Copy out all of the material exactly as presented.

-----

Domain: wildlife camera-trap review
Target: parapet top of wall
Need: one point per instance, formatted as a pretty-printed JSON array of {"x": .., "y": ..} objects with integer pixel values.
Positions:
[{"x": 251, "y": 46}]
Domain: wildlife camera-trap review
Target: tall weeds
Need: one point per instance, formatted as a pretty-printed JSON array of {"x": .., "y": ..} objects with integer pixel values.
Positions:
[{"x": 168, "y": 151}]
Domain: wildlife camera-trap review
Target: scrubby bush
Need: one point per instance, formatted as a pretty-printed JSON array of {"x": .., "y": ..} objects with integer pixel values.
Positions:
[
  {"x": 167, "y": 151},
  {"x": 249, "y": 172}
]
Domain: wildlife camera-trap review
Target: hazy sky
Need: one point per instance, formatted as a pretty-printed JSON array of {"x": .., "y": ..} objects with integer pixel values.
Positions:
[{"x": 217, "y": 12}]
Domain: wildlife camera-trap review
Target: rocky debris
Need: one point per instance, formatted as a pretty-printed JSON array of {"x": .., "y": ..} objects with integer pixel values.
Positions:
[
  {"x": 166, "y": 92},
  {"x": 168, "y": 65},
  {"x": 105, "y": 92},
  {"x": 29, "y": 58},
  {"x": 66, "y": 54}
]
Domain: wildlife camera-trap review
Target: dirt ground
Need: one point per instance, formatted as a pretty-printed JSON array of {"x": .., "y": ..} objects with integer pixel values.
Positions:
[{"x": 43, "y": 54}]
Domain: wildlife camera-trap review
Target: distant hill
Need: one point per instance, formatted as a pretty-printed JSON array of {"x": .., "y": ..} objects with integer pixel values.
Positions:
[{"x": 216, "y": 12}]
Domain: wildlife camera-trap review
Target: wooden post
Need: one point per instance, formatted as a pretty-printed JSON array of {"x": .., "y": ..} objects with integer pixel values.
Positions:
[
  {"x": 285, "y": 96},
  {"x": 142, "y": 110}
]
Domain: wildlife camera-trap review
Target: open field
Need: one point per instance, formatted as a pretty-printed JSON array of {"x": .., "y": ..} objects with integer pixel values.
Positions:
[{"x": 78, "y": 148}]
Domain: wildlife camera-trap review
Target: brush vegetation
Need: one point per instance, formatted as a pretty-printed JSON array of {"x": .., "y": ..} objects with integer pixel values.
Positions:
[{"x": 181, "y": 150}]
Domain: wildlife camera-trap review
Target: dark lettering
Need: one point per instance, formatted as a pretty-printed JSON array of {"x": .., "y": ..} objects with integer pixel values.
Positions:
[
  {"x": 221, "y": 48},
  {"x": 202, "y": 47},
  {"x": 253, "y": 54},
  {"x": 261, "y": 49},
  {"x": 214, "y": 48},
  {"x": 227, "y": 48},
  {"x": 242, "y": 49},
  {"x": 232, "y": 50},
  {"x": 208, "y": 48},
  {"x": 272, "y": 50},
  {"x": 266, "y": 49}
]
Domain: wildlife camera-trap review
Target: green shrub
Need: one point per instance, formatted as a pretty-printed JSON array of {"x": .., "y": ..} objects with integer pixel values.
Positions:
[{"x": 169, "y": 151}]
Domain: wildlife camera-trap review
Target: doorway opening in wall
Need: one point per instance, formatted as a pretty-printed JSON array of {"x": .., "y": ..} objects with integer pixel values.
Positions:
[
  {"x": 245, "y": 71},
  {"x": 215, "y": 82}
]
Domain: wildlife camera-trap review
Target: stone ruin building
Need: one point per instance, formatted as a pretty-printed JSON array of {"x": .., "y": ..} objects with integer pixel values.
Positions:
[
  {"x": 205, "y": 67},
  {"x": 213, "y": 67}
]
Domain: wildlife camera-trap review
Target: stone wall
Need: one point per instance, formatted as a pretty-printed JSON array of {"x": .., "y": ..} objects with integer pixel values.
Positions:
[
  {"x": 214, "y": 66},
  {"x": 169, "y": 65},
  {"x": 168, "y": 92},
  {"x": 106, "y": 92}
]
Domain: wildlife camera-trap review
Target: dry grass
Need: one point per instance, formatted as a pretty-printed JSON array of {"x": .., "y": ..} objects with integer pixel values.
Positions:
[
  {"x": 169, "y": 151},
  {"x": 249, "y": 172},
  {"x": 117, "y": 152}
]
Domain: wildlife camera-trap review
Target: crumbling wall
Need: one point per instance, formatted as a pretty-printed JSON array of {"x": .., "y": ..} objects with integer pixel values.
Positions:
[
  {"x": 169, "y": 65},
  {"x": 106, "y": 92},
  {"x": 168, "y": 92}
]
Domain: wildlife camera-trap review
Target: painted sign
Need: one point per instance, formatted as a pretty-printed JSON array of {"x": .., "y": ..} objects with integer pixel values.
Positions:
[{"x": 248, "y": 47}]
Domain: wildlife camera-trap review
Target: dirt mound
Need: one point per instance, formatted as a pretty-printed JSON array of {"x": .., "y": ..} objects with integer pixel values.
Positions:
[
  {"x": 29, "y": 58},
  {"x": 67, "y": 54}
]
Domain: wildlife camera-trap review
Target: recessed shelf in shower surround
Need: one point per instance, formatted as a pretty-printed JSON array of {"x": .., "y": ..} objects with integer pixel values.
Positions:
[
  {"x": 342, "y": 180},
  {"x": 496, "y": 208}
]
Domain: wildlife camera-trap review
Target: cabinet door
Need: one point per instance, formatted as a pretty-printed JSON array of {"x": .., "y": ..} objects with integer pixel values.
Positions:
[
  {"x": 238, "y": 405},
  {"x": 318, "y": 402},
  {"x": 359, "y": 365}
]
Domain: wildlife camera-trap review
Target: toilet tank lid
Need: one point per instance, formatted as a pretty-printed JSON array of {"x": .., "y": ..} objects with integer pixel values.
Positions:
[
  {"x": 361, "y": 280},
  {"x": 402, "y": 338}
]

-----

• RESPONSE
Domain: wildlife camera-trap review
Target: parapet top of wall
Need: one point per instance, formatted as a pretty-printed JSON array of {"x": .., "y": ..} objects with integer pixel values.
Positions:
[{"x": 251, "y": 46}]
Domain: wildlife camera-trap review
Target: tall weeds
Need: one point per instance, formatted as a pretty-printed JSON array of {"x": .., "y": ..} objects with integer pixel values.
Positions:
[{"x": 168, "y": 151}]
Domain: wildlife camera-trap review
Target: scrubby bush
Need: one point per instance, formatted as a pretty-printed JSON array of {"x": .., "y": ..} objects with integer pixel values.
Positions:
[
  {"x": 167, "y": 151},
  {"x": 249, "y": 172}
]
Domain: wildlife camera-trap review
Target: hazy sky
Need: one point per instance, formatted as a pretty-printed JSON array of {"x": .., "y": ..} objects with integer pixel values.
Positions:
[{"x": 217, "y": 12}]
Domain: wildlife camera-trap review
Target: rocky debris
Need: one point per instance, formatted as a pretty-printed JSON array of {"x": .., "y": ..} objects with integer pixel values.
Positions:
[
  {"x": 166, "y": 92},
  {"x": 168, "y": 65},
  {"x": 105, "y": 92},
  {"x": 29, "y": 58},
  {"x": 66, "y": 54}
]
Domain: wildlife camera-trap review
Target: dirt ground
Need: one point per instance, formatted as a pretty-printed JSON array of {"x": .., "y": ..} objects with integer pixel values.
Positions:
[{"x": 43, "y": 54}]
Domain: wildlife camera-trap review
Target: distant hill
Need: one point per instance, formatted as a pretty-printed JSON array of {"x": .., "y": ..} objects with integer pixel values.
Positions:
[{"x": 216, "y": 12}]
Domain: wildlife camera-trap review
Target: wooden post
Need: one point per instance, formatted as a pretty-printed JSON array of {"x": .., "y": ..} objects with integer pixel values.
Positions:
[
  {"x": 285, "y": 96},
  {"x": 142, "y": 110}
]
Domain: wildlife camera-trap review
Target: open field
Need: one point per instance, formatted as a pretty-printed JSON array of {"x": .., "y": ..} objects with integer pixel values.
Positions:
[{"x": 78, "y": 148}]
Domain: wildlife camera-trap review
Target: brush vegetation
Need: one point per instance, formatted as a pretty-printed JSON array of {"x": .., "y": ..} objects with integer pixel values.
Positions:
[{"x": 181, "y": 150}]
Domain: wildlife camera-trap review
Target: dark lettering
Need: one point per instance, formatted as a pretty-printed JSON array of {"x": .., "y": ..} objects with integer pixel values.
Positions:
[
  {"x": 221, "y": 48},
  {"x": 202, "y": 47},
  {"x": 253, "y": 54},
  {"x": 261, "y": 49},
  {"x": 214, "y": 48},
  {"x": 227, "y": 48},
  {"x": 242, "y": 49},
  {"x": 232, "y": 50},
  {"x": 208, "y": 48},
  {"x": 272, "y": 50},
  {"x": 266, "y": 49}
]
Domain: wildlife camera-trap review
Target: green shrub
Need: one point per instance, formatted as a pretty-printed JSON array of {"x": .., "y": ..} objects with integer pixel values.
Positions:
[{"x": 169, "y": 151}]
Domain: wildlife camera-trap review
Target: doorway opening in wall
Need: one point per instance, formatted as a pretty-printed JSON array of {"x": .., "y": ..} objects with integer pixel values.
Positions:
[
  {"x": 245, "y": 71},
  {"x": 215, "y": 82}
]
Domain: wildlife camera-trap review
Target: stone ruin building
Need: one point per instance, formatted as a pretty-printed JSON array of {"x": .., "y": ..} objects with integer pixel values.
Positions:
[
  {"x": 205, "y": 67},
  {"x": 213, "y": 67}
]
Domain: wildlife camera-trap review
Target: stone wall
Need: one point per instance, formatted as a pretty-printed JSON array of {"x": .., "y": ..} objects with integer pixel values.
Positions:
[
  {"x": 214, "y": 66},
  {"x": 169, "y": 65},
  {"x": 168, "y": 92},
  {"x": 106, "y": 92}
]
Domain: wildlife camera-trap review
Target: dry grass
Need: one point per instance, formatted as a pretty-printed JSON array of {"x": .., "y": ..} objects with integer pixel values.
Positions:
[
  {"x": 169, "y": 151},
  {"x": 249, "y": 172},
  {"x": 117, "y": 152}
]
Domain: wildlife camera-trap review
Target: crumbling wall
Need: one point per instance, formatted as a pretty-printed JSON array of {"x": .., "y": ..} objects with integer pixel values.
Positions:
[
  {"x": 169, "y": 65},
  {"x": 106, "y": 92},
  {"x": 168, "y": 92}
]
Domain: wildlife camera-trap review
Target: painted sign
Need: one point per instance, formatted as a pretty-printed JSON array of {"x": .., "y": ..} objects with integer pixel values.
Positions:
[{"x": 248, "y": 47}]
Domain: wildlife camera-trap review
Target: dirt mound
Need: one point per instance, formatted as a pretty-printed JSON array of {"x": .., "y": ..} objects with integer pixel values.
Positions:
[
  {"x": 29, "y": 58},
  {"x": 67, "y": 54}
]
Domain: wildlife camera-trap review
Target: recessed shelf in shower surround
Need: one point per instance, formatted as a pretty-printed JSON array of {"x": .., "y": ..} objects with integer pixel values.
Positions:
[
  {"x": 342, "y": 180},
  {"x": 496, "y": 208}
]
Domain: wildlife camera-trap review
Target: cabinet door
Need: one point per instance, formatted as a pretty-printed JSON array of {"x": .., "y": ..} objects with integer pixel values.
Positions:
[
  {"x": 238, "y": 405},
  {"x": 318, "y": 402},
  {"x": 359, "y": 365}
]
Domain: wildlife camera-trap review
Target: toilet tank lid
Need: one point per instance, formatted as a pretty-printed JSON array of {"x": .., "y": ..} objects with integer pixel values.
Positions:
[
  {"x": 361, "y": 280},
  {"x": 402, "y": 338}
]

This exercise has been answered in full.